» **Prompt**: Below is a block of entries; repeat exactly the lines starting at the line that contains "# locate finger: put a pin on each instance." and ending at the line that contains "# locate american", both included.

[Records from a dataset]
========================================

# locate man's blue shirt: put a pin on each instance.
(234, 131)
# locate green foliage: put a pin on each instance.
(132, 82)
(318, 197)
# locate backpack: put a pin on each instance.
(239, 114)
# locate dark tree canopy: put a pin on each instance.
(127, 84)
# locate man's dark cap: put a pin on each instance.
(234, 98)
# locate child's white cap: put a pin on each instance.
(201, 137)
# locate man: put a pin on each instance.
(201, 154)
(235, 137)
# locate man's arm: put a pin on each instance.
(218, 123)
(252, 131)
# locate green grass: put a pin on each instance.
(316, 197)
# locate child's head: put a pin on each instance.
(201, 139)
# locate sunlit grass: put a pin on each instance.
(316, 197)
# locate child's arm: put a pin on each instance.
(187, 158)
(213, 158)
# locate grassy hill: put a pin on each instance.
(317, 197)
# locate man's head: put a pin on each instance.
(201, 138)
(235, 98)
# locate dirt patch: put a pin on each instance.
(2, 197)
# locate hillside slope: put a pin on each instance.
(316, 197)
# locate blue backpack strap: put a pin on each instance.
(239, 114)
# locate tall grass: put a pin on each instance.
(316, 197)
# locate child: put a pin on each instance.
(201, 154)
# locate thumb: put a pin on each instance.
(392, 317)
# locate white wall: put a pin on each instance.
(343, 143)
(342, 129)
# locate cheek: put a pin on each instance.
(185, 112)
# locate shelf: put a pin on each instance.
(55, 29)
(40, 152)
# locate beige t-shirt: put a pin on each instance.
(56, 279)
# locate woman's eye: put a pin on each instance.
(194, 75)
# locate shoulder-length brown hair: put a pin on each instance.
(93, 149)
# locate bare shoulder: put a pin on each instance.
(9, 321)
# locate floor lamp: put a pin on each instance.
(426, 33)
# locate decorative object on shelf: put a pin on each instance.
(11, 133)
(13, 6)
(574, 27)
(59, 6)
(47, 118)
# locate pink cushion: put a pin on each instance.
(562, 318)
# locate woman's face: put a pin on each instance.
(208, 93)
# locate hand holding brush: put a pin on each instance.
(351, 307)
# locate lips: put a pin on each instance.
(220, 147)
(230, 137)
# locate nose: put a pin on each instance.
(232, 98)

========================================

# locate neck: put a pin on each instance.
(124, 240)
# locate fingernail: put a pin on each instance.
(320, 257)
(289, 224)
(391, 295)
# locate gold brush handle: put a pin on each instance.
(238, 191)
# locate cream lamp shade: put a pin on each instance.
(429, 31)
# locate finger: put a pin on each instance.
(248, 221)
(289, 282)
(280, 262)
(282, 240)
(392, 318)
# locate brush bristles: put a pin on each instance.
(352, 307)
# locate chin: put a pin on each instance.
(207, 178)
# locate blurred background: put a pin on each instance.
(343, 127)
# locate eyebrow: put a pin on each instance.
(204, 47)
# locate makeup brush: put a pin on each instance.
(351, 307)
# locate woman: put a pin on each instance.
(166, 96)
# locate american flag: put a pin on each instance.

========================================

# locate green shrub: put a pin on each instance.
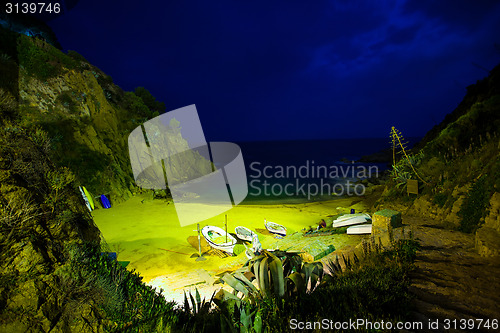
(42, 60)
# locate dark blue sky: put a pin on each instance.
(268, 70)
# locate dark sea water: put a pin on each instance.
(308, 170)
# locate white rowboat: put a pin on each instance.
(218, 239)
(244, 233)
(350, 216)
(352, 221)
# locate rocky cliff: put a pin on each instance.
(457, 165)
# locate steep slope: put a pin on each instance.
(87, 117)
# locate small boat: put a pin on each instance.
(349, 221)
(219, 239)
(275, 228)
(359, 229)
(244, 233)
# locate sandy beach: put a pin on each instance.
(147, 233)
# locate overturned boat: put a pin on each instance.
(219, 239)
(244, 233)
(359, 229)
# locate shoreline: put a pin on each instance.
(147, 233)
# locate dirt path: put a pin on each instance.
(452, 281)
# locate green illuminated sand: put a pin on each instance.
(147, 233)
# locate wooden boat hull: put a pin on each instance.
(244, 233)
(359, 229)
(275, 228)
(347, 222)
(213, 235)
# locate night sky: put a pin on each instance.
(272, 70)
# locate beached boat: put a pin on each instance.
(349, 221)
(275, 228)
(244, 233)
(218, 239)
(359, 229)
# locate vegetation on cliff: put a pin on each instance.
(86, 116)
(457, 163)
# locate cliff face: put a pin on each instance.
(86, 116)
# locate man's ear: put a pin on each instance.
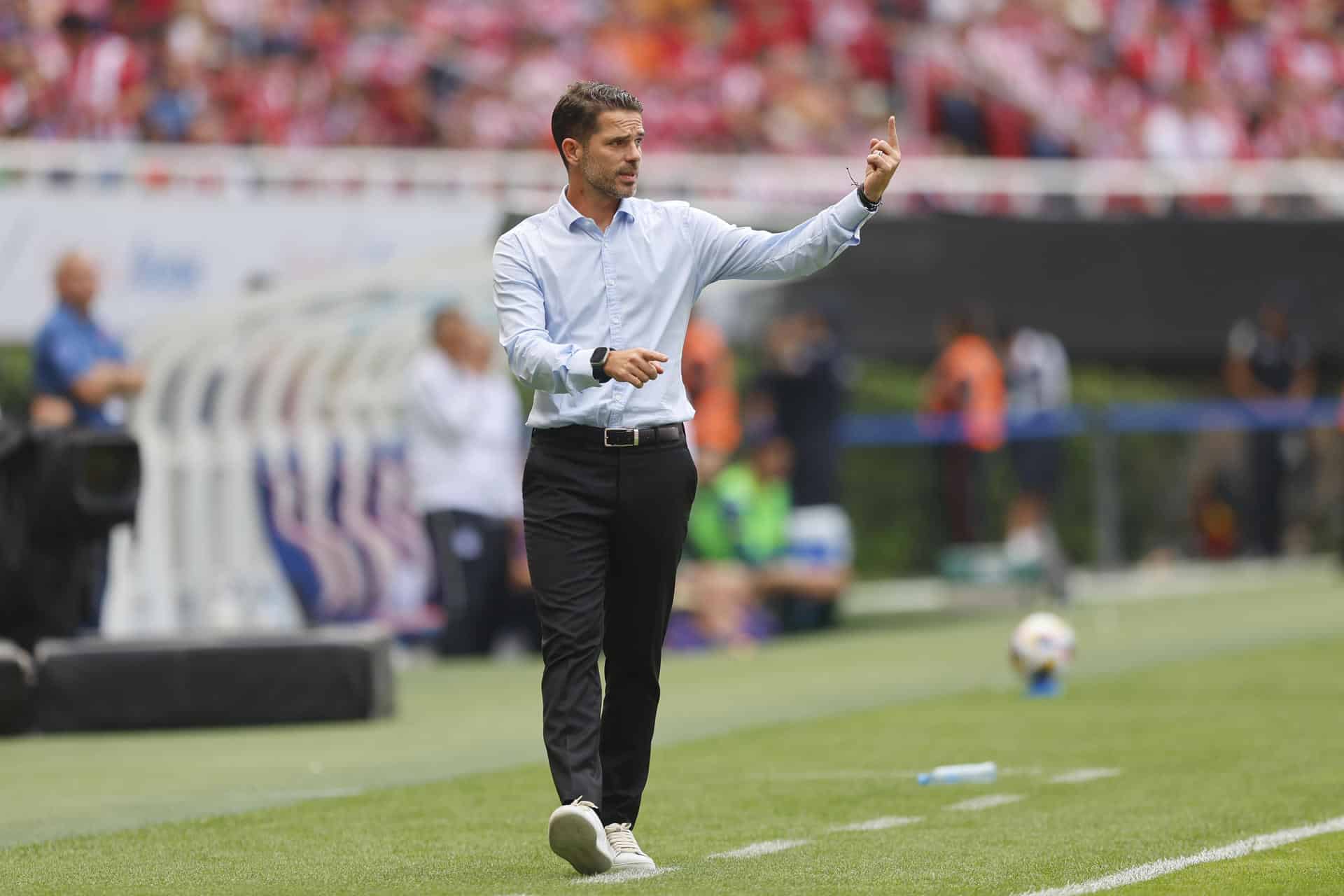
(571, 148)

========================================

» **Task result**:
# locate finger: put a pin on each instance.
(248, 221)
(289, 282)
(280, 262)
(282, 240)
(392, 318)
# locate brush bristles: put a pin on each instance.
(352, 307)
# locate chin: put a pin on each instance.
(207, 178)
# locate blurred background: put a pin on each instance.
(343, 127)
# locate eyebrow: put a pin on each instance.
(204, 47)
# locate makeup brush: put a pin on each instance.
(351, 307)
# locate woman: put a pin on each instance.
(166, 96)
# locate american flag: put a pin on each instance.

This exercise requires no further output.